Could you swap every "pixel coordinates" in the lines below for "x and y position" and leave everything else as it is?

--

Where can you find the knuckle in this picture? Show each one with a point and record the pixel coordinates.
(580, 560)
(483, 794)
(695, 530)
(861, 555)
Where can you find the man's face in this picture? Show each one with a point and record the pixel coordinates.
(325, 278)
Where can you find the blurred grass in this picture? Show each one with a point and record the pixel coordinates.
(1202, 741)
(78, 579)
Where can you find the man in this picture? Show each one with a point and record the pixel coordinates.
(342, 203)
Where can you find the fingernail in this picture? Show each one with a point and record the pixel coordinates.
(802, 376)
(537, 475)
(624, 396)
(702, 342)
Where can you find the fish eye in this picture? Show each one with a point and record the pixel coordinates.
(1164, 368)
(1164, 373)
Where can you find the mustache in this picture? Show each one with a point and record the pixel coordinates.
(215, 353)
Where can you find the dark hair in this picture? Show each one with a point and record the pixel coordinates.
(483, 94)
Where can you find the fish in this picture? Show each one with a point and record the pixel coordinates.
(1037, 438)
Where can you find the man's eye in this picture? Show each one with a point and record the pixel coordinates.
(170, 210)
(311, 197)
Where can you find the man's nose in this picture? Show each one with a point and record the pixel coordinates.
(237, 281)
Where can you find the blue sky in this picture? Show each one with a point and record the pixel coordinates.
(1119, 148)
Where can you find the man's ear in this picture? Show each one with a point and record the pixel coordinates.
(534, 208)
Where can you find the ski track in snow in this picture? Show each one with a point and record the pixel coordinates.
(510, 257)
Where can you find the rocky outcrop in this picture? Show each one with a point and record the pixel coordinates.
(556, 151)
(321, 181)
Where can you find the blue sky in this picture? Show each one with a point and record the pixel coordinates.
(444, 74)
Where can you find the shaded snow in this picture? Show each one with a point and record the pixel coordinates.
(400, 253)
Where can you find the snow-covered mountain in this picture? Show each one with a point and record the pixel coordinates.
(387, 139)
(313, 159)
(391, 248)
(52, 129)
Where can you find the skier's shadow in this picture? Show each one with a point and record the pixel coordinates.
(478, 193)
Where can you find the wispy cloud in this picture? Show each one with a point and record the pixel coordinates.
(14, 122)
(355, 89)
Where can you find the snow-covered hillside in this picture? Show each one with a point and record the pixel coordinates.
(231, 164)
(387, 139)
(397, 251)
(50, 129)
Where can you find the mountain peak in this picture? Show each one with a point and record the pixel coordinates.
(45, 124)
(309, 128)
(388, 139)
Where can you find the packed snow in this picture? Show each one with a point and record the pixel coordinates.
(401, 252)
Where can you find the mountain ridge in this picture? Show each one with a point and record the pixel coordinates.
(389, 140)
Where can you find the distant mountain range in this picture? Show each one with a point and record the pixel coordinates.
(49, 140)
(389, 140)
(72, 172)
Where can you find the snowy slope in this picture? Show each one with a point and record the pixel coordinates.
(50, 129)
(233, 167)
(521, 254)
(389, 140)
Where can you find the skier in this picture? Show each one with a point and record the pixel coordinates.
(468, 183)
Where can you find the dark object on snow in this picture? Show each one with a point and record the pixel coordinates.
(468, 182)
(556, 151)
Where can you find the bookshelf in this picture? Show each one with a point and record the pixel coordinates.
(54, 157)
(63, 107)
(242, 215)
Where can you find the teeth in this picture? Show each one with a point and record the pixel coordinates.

--

• Response to this exercise
Where can you find the knuckle in this picture? Show each one with a point and record the x and y position.
(580, 560)
(483, 794)
(695, 530)
(861, 555)
Where can you find the man's face in this picture? Show each one with a point and record the x and y position.
(325, 278)
Where can you find the blurred grass in this picture? Show each one with a point and record the x and y position.
(1202, 741)
(78, 579)
Where can you find the man in this picture? Show each one with a point and record the x and y position.
(342, 203)
Where can you find the fingernail in this picture? Show each one with a point and record the x and y position.
(802, 376)
(537, 475)
(624, 396)
(702, 342)
Where can you find the fish eye in this picture? Show each one with a point and record the x and y position.
(1164, 368)
(1164, 373)
Where can you find the mustache in this picture? Show each one with a point and record the x and y position.
(215, 353)
Where can you find the dark hair in this picture? Show each one with a point and record the x and y position.
(483, 94)
Where can you find the fish in this picture? Show each one with a point and record the x and y position.
(1037, 438)
Where can you find the man's eye in this picture? Show each one with a point and record the x and y position.
(170, 210)
(311, 197)
Where can you find the man's nose in this picture? Show each one with a point and record the x and y position.
(237, 281)
Where can you find the blue sky in this picture? Show each one with a point and record the x and y position.
(1119, 148)
Where can you find the man's ear in this picture? Show each one with a point and record the x and y position.
(534, 208)
Where can you find the ski track in snow in this picture? Show each one with a point and record the x and y position.
(510, 257)
Where can you find the rocky outcrop in this picture? Show each one with a point and record the x and y position.
(556, 151)
(321, 181)
Where can you find the blue sky in this picture? Show each one with a point and record the x and y position.
(444, 74)
Where can you find the shaded snow in this picture? Show each one with a point and record the x and y position.
(400, 253)
Where can you find the snow-covered mountain in this picture? Show each one with a point and record the x and y position.
(387, 139)
(313, 159)
(391, 248)
(52, 129)
Where can you find the skier's shadow in this picture? Show each one with a point and record the x and y position.
(478, 193)
Where can you find the wispy cloud in this picture? Show each one with a point and record the x and y position.
(14, 122)
(355, 89)
Where can you find the snow-covered hillside in this picture? Show each one with a point and record the x and y position.
(231, 164)
(387, 139)
(397, 251)
(50, 129)
Where can you find the mountain peak in this picture? Show each one with a point and record the x and y position.
(45, 124)
(309, 128)
(388, 139)
Where can you find the packed snow in this picture? Show each one with a point and record the x and y position.
(401, 252)
Where can you find the mountain ridge in this picture? Show each one with a point and record the x and y position.
(389, 140)
Where can you find the distant mountain range in this picture? Show each one with a point and record the x and y position.
(49, 140)
(389, 140)
(72, 172)
Where can you find the snowy slope in this picture? Show each one with a point and record the x and y position.
(50, 129)
(233, 167)
(521, 254)
(389, 140)
Where can you find the skier in this picture? Show each one with a point and record the x and y position.
(468, 183)
Where can you find the dark object on snow in this picture? Show each one with a point and record the x and y position.
(468, 182)
(556, 151)
Where can you find the bookshelf in this picture? Show each one with a point and record the x and y position.
(54, 157)
(63, 107)
(242, 215)
Where can you find the teeth in this picture? Show each one with a point and record the x and y position.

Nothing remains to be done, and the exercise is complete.